### Text provided
'''

Here’s how we can increase recycling by Londoners who live in flats

A recycling bin at Wimbledon. Image: Getty.

Declaring a climate emergency – as the London Assembly and mayor of London have done – is an important first step in tackling the emerging environmental catastrophe. But what comes next?

The task ahead of us is so vast and the solutions appear so complex, that individual action alone – whilst incredibly important – won’t come close to solving the issue when systemic change is what’s really needed. We require the corporations that dominate so much of our economy to fundamentally reappraise how they do business – indeed, we all need to reconsider the role that capitalism plays in our climate crisis and how we might rethink what can at present be a destructive correlation between growth and climate breakdown.

With problems (and solutions) so vast, it may feel as though there is little that can be done on a personal or local level that can make a real, tangible and lasting difference. The recent Recycling Week is an opportunity to reflect on how we might bring this sort of change about.

Here in London we lag behind the rest of the country in terms of recycling. According to the latest statistics from DEFRA, 33 per cent of household waste in London is recycled or composted, compared to 43 per cent nationally. Even within London, the rate varies considerably from borough to borough, with recycling much lower in Inner London than Outer London: 14 per cent in Newham, 19 per cent in Westminster and 22 per cent in Lewisham, while Sutton and Bromley both manage 50 per cent, and in Bexley it’s 52 per cent. It’s in no doubt that we can and must do better – but what explains this significant discrepancy?

The London Assembly Environment Committee reported on household recycling in 2017, and found a strong link between the proportion of flats in a borough and the recycling rate. The simple fact is that many flats, and particularly high-rises, were built in such a way that the act of recycling can be inconvenient, particularly for those with mobility issues. The disposal of black bag rubbish, however, is often easy, with many blocks still using bin chutes.


With 50 per cent of London’s housing stock in flats, the difficulties are considerable – but it’s not an excuse not to drive up standards. In the municipality of Milan, where 80 per cent of residents live in flats, recycling rates have improved by 20 percentage points to 54 per cent in the past decade – a direct consequence of introducing better enforcement and food waste separation. This points not only to how we might improve recycling rates with state action, but also how the state might better incentivise individual action.

'''

### Tasks and exercises
**A)** Answer these questions from the article on London recycling, one answer a line and marked to match:
(i) According to DEFRA, what share of household waste in London is recycled or composted?
(ii) In what year did the London Assembly Environment Committee report on household recycling?
(iii) What recycling rate has the municipality of Milan reached?
**B)** Name every London borough that the article on London recycling mentions.
**C)** Write out the article on London recycling from "The task ahead" up to and including "of change about.", swapping "capitalism" for "consumerism".
None of the stored lines that come next are needed here.

### Stored items
'''

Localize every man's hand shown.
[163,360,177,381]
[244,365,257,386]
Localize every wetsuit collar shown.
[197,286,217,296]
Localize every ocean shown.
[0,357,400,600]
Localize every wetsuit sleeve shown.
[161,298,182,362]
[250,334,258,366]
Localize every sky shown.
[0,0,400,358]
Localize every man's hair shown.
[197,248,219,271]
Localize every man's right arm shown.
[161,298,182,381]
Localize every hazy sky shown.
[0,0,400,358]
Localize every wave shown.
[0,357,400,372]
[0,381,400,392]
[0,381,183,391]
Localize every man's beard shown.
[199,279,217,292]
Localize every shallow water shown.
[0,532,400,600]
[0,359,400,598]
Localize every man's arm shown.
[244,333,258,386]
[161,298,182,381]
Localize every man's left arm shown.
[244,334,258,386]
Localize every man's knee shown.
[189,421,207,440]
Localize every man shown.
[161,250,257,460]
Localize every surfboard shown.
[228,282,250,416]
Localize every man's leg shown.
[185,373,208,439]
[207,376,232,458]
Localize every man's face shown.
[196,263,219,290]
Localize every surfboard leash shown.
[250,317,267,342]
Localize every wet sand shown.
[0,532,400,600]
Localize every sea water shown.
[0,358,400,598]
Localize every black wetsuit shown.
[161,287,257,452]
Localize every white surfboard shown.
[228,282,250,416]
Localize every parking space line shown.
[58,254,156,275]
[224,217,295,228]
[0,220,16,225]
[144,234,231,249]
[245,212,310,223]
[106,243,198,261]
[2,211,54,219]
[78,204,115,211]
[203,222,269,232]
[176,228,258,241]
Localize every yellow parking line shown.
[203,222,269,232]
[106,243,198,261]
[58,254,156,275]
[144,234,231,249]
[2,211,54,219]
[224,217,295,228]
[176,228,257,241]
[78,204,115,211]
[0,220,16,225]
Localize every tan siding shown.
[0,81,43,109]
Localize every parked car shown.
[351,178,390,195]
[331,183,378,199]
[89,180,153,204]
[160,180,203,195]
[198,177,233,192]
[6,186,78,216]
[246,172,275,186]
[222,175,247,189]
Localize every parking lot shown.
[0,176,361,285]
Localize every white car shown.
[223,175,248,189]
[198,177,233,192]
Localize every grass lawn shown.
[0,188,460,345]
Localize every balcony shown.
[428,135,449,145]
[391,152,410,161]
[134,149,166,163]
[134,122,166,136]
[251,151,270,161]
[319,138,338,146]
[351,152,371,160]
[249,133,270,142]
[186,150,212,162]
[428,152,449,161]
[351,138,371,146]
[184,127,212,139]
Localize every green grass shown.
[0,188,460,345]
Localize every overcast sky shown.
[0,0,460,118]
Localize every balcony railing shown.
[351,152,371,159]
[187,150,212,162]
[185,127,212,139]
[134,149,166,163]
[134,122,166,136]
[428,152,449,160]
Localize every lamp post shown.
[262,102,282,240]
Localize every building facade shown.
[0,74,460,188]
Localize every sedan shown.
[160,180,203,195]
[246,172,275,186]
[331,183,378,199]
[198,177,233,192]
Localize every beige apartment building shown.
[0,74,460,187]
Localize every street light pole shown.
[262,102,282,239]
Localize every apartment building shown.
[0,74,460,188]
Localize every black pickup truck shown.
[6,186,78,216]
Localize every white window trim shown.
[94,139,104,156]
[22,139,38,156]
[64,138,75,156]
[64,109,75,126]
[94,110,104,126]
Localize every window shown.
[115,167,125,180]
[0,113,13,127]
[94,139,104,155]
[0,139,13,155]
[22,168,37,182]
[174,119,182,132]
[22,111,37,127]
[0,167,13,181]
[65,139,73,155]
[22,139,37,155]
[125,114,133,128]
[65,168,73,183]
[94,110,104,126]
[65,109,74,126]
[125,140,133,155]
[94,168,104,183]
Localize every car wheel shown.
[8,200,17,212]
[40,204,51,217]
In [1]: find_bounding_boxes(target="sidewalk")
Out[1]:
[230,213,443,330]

'''

### Expected responses
**A)**
(i) 33 per cent
(ii) 2017
(iii) 54 per cent

**B)** Newham, Westminster, Lewisham, Sutton, Bromley, Bexley

**C)**
The task ahead of us is so vast and the solutions appear so complex, that individual action alone – whilst incredibly important – won’t come close to solving the issue when systemic change is what’s really needed. We require the corporations that dominate so much of our economy to fundamentally reappraise how they do business – indeed, we all need to reconsider the role that consumerism plays in our climate crisis and how we might rethink what can at present be a destructive correlation between growth and climate breakdown.

With problems (and solutions) so vast, it may feel as though there is little that can be done on a personal or local level that can make a real, tangible and lasting difference. The recent Recycling Week is an opportunity to reflect on how we might bring this sort of change about.